◆ **Exercise set**
• A. According to the blog post, what job would the writer never want to do?
• B. In the blog post, change "Gemini" to "Libra" in the text between "Friday, April 23, 2010" and "hang with them.", inclusive.

◆ **Text block**
+-------+

Friday, April 23, 2010

My 1st BYOC

1. Name a career you would NOT want to do and tell why.

Hmm... This one is hard because I'm a Gemini (if you buy into astrology) and essentially have multiple personalities... I still don't know what I want to be when I grow up. I've been interested in tons of things and all of them are as random as the next. WAIT! I know! I wouldn't ever, ever want to be one of the guys that work on building highways and roads. That has to be the hottest, sweatiest, smelliest job. I totally see the need for it and thank them for the backbreaking, miserable work they do, but there is no way I'd ever be able to hang with them.

2. What is the best present you've ever received for your birthday?

Eight years ago, one of my oldest friends was in an automobile accident and was paralyzed from the shoulders down. He was in ICU for a very long time and then spent months in a rehab facility. That year, he got to come home from the physical rehab facility on my birthday. He passed away five years ago (September) from a brain aneurysm. At the time, we were so hopeful and I thought it was a sign of good things to come that he got to move back home on my birthday. I will always remember that birthday and the hope we had.

3. What do you hide behind?

+-------+

◆ **Supplied information**
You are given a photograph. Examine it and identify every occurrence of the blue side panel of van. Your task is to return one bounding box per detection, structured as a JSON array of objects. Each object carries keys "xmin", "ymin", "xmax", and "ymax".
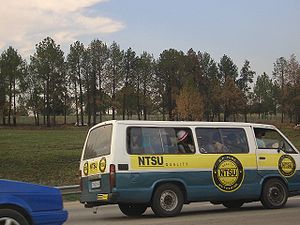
[
  {"xmin": 81, "ymin": 170, "xmax": 300, "ymax": 203},
  {"xmin": 117, "ymin": 170, "xmax": 261, "ymax": 202}
]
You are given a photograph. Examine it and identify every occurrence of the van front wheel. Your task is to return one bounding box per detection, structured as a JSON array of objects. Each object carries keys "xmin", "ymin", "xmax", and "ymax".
[
  {"xmin": 261, "ymin": 179, "xmax": 288, "ymax": 209},
  {"xmin": 151, "ymin": 184, "xmax": 183, "ymax": 217},
  {"xmin": 119, "ymin": 203, "xmax": 147, "ymax": 217}
]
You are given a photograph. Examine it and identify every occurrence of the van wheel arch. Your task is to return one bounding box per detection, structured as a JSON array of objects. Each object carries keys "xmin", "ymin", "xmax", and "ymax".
[
  {"xmin": 260, "ymin": 176, "xmax": 289, "ymax": 209},
  {"xmin": 0, "ymin": 204, "xmax": 32, "ymax": 225},
  {"xmin": 150, "ymin": 180, "xmax": 188, "ymax": 205},
  {"xmin": 260, "ymin": 176, "xmax": 289, "ymax": 192}
]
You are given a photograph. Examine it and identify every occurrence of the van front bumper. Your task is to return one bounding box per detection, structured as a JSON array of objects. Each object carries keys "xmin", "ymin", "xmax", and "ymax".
[{"xmin": 80, "ymin": 193, "xmax": 119, "ymax": 208}]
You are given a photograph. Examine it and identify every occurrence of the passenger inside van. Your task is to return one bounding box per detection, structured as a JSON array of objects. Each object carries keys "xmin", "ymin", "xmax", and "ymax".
[
  {"xmin": 254, "ymin": 129, "xmax": 266, "ymax": 148},
  {"xmin": 177, "ymin": 130, "xmax": 195, "ymax": 154}
]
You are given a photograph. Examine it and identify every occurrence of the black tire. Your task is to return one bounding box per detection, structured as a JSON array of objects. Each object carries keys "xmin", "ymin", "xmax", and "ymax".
[
  {"xmin": 119, "ymin": 203, "xmax": 148, "ymax": 217},
  {"xmin": 151, "ymin": 184, "xmax": 184, "ymax": 217},
  {"xmin": 222, "ymin": 201, "xmax": 244, "ymax": 209},
  {"xmin": 0, "ymin": 209, "xmax": 29, "ymax": 225},
  {"xmin": 261, "ymin": 178, "xmax": 288, "ymax": 209}
]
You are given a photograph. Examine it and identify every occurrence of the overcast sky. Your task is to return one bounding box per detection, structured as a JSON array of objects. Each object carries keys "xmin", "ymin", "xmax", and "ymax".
[{"xmin": 0, "ymin": 0, "xmax": 300, "ymax": 75}]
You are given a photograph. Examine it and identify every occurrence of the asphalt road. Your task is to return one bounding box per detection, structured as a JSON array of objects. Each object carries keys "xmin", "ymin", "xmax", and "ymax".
[{"xmin": 65, "ymin": 196, "xmax": 300, "ymax": 225}]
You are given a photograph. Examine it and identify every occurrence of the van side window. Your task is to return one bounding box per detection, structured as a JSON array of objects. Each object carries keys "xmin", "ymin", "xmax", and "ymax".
[
  {"xmin": 127, "ymin": 127, "xmax": 195, "ymax": 154},
  {"xmin": 254, "ymin": 128, "xmax": 297, "ymax": 153},
  {"xmin": 83, "ymin": 125, "xmax": 112, "ymax": 160},
  {"xmin": 196, "ymin": 128, "xmax": 249, "ymax": 154}
]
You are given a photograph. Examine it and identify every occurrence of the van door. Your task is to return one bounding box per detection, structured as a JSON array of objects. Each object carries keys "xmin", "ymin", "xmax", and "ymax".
[
  {"xmin": 254, "ymin": 127, "xmax": 300, "ymax": 191},
  {"xmin": 196, "ymin": 127, "xmax": 259, "ymax": 200}
]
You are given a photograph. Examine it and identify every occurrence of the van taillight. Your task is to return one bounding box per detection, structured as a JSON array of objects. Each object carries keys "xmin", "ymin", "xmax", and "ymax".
[
  {"xmin": 109, "ymin": 164, "xmax": 116, "ymax": 191},
  {"xmin": 78, "ymin": 170, "xmax": 82, "ymax": 191}
]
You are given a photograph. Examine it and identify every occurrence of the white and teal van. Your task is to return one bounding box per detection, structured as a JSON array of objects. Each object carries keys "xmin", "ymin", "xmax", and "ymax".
[{"xmin": 80, "ymin": 121, "xmax": 300, "ymax": 216}]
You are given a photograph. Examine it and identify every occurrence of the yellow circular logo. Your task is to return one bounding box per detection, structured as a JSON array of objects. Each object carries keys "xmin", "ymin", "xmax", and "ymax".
[
  {"xmin": 213, "ymin": 155, "xmax": 244, "ymax": 192},
  {"xmin": 99, "ymin": 157, "xmax": 106, "ymax": 173},
  {"xmin": 278, "ymin": 155, "xmax": 296, "ymax": 177},
  {"xmin": 83, "ymin": 162, "xmax": 89, "ymax": 176}
]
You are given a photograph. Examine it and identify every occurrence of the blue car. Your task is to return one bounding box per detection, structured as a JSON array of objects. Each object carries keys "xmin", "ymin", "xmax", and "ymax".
[{"xmin": 0, "ymin": 180, "xmax": 68, "ymax": 225}]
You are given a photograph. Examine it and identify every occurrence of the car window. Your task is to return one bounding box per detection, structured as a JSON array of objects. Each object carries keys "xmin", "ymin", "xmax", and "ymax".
[
  {"xmin": 127, "ymin": 127, "xmax": 195, "ymax": 154},
  {"xmin": 196, "ymin": 128, "xmax": 249, "ymax": 154},
  {"xmin": 254, "ymin": 128, "xmax": 297, "ymax": 153}
]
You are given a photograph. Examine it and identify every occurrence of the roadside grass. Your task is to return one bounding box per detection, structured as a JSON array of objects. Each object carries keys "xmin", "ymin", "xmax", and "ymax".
[
  {"xmin": 0, "ymin": 127, "xmax": 88, "ymax": 186},
  {"xmin": 0, "ymin": 125, "xmax": 300, "ymax": 186}
]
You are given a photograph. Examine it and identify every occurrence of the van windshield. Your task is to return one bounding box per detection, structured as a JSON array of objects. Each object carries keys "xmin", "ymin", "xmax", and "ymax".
[{"xmin": 83, "ymin": 125, "xmax": 112, "ymax": 160}]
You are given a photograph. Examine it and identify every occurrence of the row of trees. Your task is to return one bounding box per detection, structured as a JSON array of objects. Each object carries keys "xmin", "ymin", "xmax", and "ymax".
[{"xmin": 0, "ymin": 37, "xmax": 300, "ymax": 126}]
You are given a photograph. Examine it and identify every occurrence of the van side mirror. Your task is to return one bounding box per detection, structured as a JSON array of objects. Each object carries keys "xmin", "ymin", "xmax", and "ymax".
[{"xmin": 277, "ymin": 140, "xmax": 284, "ymax": 153}]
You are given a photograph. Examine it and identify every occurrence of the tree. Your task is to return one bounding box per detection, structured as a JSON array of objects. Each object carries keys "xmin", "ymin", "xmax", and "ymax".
[
  {"xmin": 0, "ymin": 47, "xmax": 26, "ymax": 126},
  {"xmin": 237, "ymin": 60, "xmax": 255, "ymax": 122},
  {"xmin": 197, "ymin": 52, "xmax": 221, "ymax": 121},
  {"xmin": 285, "ymin": 54, "xmax": 300, "ymax": 122},
  {"xmin": 253, "ymin": 73, "xmax": 277, "ymax": 117},
  {"xmin": 31, "ymin": 37, "xmax": 66, "ymax": 126},
  {"xmin": 219, "ymin": 55, "xmax": 242, "ymax": 121},
  {"xmin": 88, "ymin": 39, "xmax": 109, "ymax": 124},
  {"xmin": 273, "ymin": 57, "xmax": 288, "ymax": 123},
  {"xmin": 67, "ymin": 41, "xmax": 85, "ymax": 126},
  {"xmin": 175, "ymin": 80, "xmax": 204, "ymax": 121},
  {"xmin": 156, "ymin": 49, "xmax": 186, "ymax": 120},
  {"xmin": 122, "ymin": 48, "xmax": 140, "ymax": 120},
  {"xmin": 106, "ymin": 42, "xmax": 124, "ymax": 120},
  {"xmin": 138, "ymin": 52, "xmax": 155, "ymax": 120}
]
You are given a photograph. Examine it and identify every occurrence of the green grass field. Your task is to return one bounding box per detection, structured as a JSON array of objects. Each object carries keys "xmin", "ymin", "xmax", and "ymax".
[
  {"xmin": 0, "ymin": 127, "xmax": 88, "ymax": 186},
  {"xmin": 0, "ymin": 126, "xmax": 300, "ymax": 186}
]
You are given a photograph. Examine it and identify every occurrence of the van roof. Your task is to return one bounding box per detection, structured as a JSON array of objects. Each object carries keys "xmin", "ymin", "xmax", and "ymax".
[{"xmin": 93, "ymin": 120, "xmax": 275, "ymax": 128}]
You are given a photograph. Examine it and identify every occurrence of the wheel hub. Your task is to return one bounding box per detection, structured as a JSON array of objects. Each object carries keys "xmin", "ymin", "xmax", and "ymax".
[
  {"xmin": 160, "ymin": 190, "xmax": 178, "ymax": 211},
  {"xmin": 0, "ymin": 217, "xmax": 20, "ymax": 225}
]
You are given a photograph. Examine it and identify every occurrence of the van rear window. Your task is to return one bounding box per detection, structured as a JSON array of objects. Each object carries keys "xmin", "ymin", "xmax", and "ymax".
[
  {"xmin": 83, "ymin": 125, "xmax": 112, "ymax": 160},
  {"xmin": 127, "ymin": 127, "xmax": 195, "ymax": 155}
]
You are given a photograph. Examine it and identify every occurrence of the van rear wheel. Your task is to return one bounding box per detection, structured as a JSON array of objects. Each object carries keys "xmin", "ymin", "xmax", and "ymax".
[
  {"xmin": 151, "ymin": 184, "xmax": 184, "ymax": 217},
  {"xmin": 119, "ymin": 203, "xmax": 148, "ymax": 217},
  {"xmin": 261, "ymin": 178, "xmax": 288, "ymax": 209}
]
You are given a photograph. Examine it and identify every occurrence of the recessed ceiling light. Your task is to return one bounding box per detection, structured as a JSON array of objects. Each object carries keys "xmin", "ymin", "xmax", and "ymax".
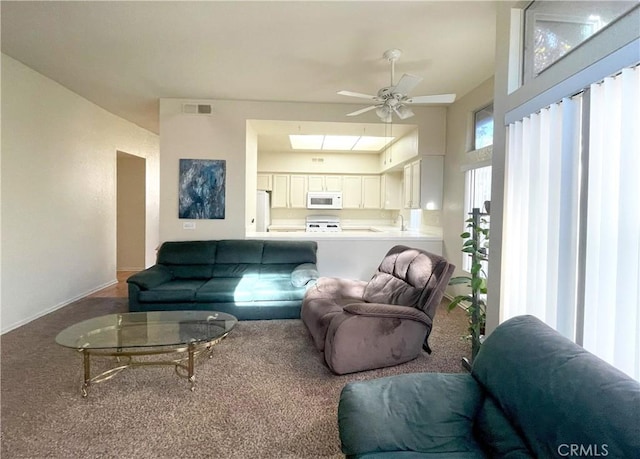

+-------+

◆ **Solutions for each task**
• A. Working on building highways and roads.

• B.
Friday, April 23, 2010

My 1st BYOC

1. Name a career you would NOT want to do and tell why.

Hmm... This one is hard because I'm a Libra (if you buy into astrology) and essentially have multiple personalities... I still don't know what I want to be when I grow up. I've been interested in tons of things and all of them are as random as the next. WAIT! I know! I wouldn't ever, ever want to be one of the guys that work on building highways and roads. That has to be the hottest, sweatiest, smelliest job. I totally see the need for it and thank them for the backbreaking, miserable work they do, but there is no way I'd ever be able to hang with them.